>>>
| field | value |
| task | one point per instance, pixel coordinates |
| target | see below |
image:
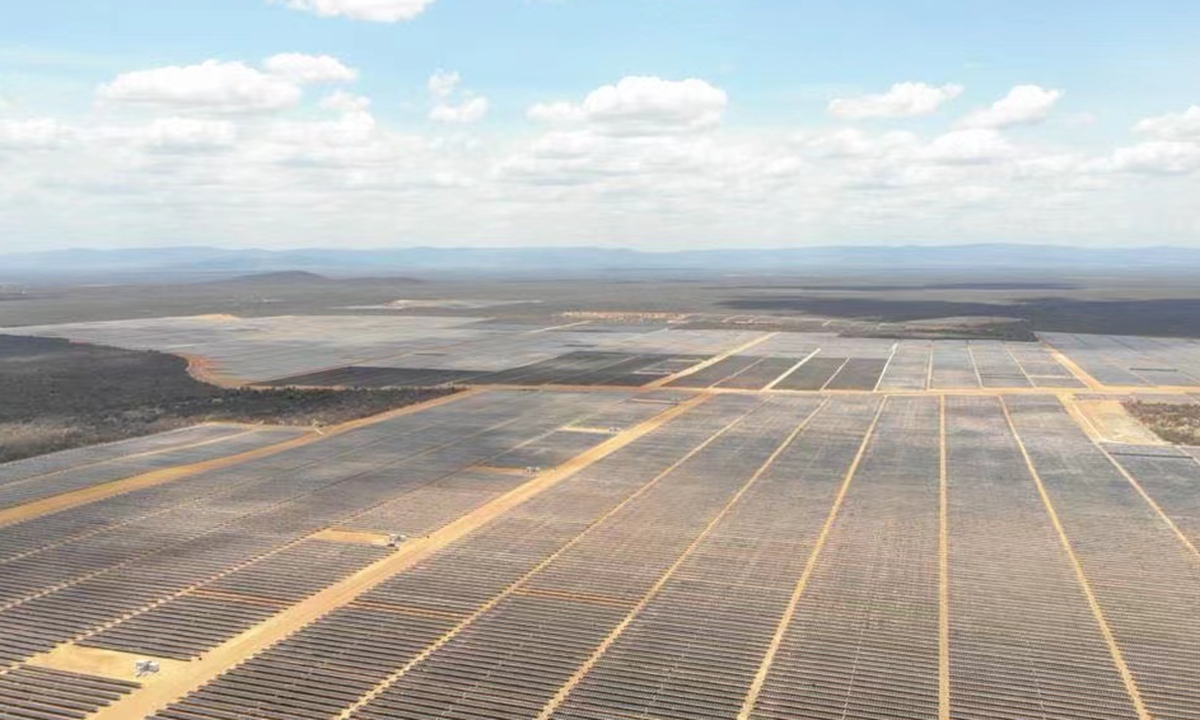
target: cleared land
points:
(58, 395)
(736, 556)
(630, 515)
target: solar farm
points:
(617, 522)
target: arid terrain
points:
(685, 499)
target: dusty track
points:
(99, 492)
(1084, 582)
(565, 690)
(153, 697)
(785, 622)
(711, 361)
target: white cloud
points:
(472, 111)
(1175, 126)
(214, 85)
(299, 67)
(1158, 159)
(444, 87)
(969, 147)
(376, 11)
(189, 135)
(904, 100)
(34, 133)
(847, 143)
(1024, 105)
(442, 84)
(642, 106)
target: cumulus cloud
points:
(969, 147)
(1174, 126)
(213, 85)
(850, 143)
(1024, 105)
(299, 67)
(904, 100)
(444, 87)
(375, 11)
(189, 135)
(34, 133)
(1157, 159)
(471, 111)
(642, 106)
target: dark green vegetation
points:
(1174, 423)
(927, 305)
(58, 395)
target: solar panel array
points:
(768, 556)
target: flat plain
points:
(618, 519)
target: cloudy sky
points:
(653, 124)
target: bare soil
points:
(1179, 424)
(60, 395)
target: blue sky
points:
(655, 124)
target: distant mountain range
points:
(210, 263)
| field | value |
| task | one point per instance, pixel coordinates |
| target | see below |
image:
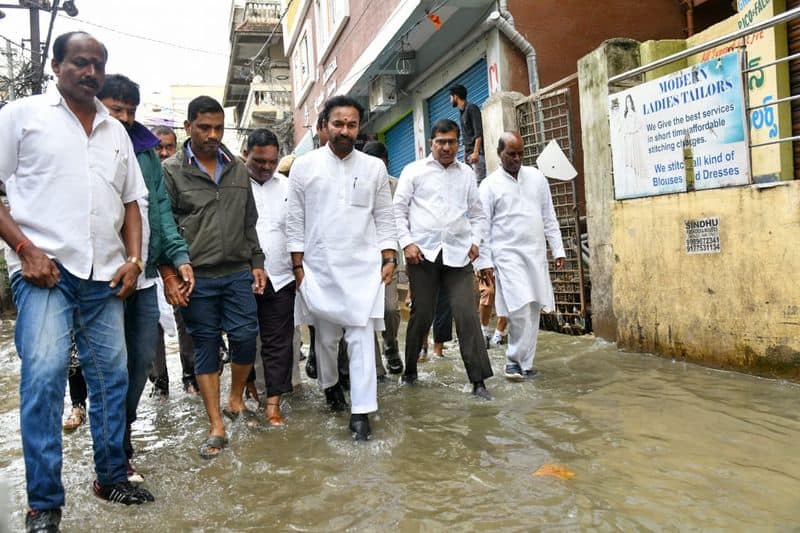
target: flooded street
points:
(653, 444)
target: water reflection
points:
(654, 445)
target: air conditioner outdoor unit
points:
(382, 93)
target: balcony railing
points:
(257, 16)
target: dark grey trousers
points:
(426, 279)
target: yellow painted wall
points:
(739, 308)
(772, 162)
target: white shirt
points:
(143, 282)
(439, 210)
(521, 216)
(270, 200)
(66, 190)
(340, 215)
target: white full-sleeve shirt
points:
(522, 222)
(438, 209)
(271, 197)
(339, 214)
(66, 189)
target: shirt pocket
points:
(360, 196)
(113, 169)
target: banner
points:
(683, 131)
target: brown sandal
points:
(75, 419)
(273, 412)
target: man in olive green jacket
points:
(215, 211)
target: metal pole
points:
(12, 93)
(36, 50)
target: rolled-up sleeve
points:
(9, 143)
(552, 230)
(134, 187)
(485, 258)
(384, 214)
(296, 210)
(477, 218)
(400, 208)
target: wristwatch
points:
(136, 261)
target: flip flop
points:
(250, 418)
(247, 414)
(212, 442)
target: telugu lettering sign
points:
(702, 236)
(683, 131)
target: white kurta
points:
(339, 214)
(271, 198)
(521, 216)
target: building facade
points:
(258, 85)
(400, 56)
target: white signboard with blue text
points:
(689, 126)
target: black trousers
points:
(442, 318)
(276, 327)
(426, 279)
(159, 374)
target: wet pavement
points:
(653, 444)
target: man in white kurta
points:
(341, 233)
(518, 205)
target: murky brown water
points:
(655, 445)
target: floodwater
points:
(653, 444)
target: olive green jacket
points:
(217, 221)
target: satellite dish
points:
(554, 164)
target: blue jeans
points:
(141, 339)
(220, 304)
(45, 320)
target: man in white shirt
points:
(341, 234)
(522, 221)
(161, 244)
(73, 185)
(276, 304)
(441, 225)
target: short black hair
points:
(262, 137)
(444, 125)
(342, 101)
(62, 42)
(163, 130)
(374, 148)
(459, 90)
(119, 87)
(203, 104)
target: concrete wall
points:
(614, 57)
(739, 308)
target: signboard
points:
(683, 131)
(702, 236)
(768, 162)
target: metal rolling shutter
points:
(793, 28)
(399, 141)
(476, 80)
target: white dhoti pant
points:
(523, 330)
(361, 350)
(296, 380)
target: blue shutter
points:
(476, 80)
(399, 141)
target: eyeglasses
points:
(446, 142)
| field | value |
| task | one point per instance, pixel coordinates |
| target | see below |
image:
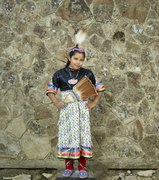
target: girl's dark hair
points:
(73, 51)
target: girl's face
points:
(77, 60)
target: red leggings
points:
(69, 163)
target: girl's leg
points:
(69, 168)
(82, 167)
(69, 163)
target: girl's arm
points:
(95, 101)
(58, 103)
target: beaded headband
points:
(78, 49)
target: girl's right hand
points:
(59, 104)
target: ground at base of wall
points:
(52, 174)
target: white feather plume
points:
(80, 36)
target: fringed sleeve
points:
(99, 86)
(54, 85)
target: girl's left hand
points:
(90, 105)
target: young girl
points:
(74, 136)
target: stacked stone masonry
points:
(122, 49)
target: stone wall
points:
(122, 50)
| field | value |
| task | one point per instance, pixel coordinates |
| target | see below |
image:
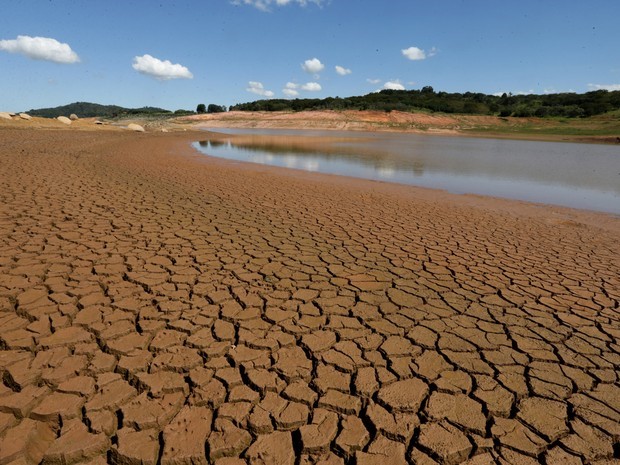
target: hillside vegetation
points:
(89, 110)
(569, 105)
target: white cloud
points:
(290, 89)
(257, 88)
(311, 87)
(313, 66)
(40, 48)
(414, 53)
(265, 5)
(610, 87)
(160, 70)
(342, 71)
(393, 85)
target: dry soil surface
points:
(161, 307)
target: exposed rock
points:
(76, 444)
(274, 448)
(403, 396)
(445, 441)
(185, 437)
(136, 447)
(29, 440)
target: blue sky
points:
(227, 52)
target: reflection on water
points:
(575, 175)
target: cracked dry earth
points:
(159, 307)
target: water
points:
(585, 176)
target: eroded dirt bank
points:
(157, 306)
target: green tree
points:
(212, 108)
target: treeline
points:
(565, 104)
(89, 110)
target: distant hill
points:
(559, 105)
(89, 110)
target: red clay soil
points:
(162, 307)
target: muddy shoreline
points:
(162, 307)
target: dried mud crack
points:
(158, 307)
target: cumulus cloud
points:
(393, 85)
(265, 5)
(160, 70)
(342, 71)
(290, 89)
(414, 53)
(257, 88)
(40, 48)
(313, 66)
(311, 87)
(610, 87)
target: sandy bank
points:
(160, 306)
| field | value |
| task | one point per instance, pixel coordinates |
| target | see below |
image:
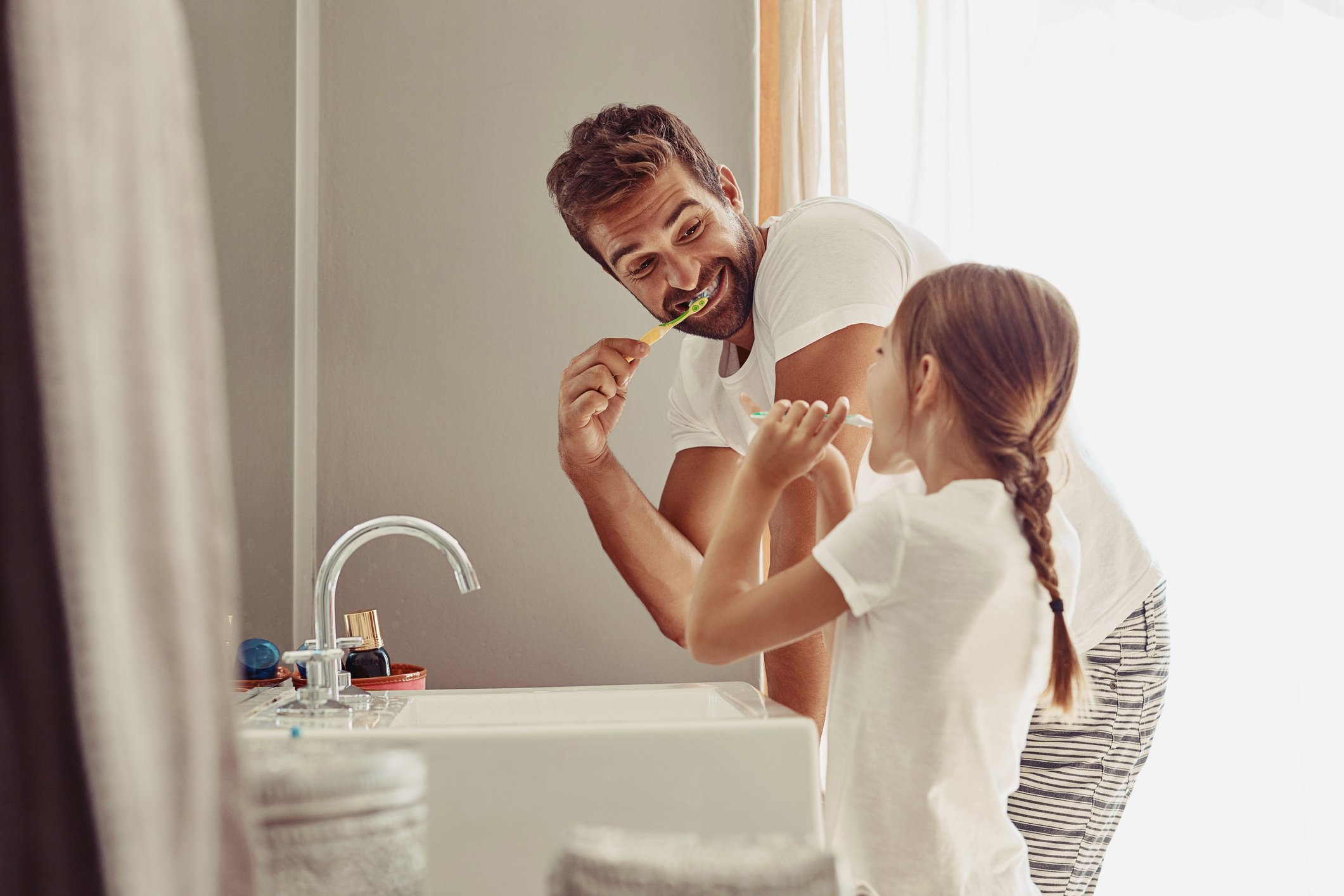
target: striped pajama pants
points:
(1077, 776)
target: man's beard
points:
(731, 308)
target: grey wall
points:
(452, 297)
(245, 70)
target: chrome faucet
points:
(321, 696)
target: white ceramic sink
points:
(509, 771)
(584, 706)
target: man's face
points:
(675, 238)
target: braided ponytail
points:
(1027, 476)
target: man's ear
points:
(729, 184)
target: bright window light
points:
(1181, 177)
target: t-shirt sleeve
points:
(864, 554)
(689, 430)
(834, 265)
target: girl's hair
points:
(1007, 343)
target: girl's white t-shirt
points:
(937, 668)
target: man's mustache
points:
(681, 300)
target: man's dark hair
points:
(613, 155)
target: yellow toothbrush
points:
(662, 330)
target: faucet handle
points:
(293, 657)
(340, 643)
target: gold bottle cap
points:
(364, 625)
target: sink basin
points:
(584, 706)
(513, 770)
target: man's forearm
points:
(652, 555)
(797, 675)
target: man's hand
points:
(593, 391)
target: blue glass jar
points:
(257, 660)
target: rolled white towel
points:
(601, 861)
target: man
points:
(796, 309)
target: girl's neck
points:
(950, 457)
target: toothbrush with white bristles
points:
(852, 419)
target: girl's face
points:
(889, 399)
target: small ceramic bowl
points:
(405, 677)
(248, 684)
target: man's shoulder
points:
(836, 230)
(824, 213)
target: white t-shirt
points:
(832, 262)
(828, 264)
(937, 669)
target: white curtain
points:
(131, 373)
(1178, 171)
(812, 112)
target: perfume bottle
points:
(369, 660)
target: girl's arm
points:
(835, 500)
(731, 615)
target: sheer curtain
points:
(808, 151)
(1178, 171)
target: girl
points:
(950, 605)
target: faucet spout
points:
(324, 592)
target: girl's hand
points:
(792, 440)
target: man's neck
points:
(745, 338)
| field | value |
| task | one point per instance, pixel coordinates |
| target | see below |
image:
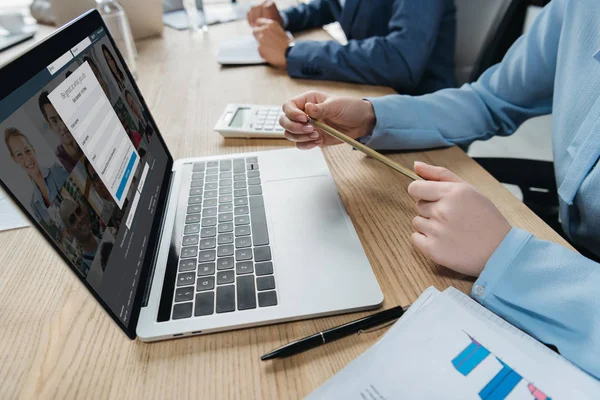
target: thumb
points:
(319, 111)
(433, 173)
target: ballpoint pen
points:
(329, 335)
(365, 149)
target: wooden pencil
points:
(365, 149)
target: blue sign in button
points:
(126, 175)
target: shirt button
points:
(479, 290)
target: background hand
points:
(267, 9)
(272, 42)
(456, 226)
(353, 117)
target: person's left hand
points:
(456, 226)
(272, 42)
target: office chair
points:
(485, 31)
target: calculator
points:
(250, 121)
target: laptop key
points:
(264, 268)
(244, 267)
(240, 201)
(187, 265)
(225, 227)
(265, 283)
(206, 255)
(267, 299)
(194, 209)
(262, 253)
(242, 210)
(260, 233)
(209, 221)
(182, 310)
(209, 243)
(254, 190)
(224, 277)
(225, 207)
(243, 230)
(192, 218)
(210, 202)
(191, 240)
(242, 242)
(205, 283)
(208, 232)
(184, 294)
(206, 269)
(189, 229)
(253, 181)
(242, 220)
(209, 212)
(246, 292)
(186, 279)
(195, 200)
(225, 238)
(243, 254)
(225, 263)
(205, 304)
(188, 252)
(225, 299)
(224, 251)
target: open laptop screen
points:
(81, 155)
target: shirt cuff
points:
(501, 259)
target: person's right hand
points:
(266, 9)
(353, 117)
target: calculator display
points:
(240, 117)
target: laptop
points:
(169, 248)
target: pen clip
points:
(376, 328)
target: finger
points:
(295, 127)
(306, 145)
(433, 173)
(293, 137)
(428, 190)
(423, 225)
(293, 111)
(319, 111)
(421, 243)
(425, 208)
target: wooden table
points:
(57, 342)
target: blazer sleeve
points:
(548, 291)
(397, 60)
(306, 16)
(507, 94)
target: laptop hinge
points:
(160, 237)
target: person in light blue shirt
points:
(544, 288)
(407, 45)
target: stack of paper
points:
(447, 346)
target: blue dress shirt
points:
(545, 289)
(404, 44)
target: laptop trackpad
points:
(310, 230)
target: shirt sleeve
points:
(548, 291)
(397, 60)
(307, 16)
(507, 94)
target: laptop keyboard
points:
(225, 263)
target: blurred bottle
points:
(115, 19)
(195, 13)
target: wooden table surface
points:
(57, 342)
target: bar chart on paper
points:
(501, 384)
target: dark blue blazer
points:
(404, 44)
<<<
■ WORK INSTRUCTIONS
When a line in the records above contains the word "jacket", copy it.

■ ANSWER TO THIS PROBLEM
target: man in olive green jacket
target: olive green jacket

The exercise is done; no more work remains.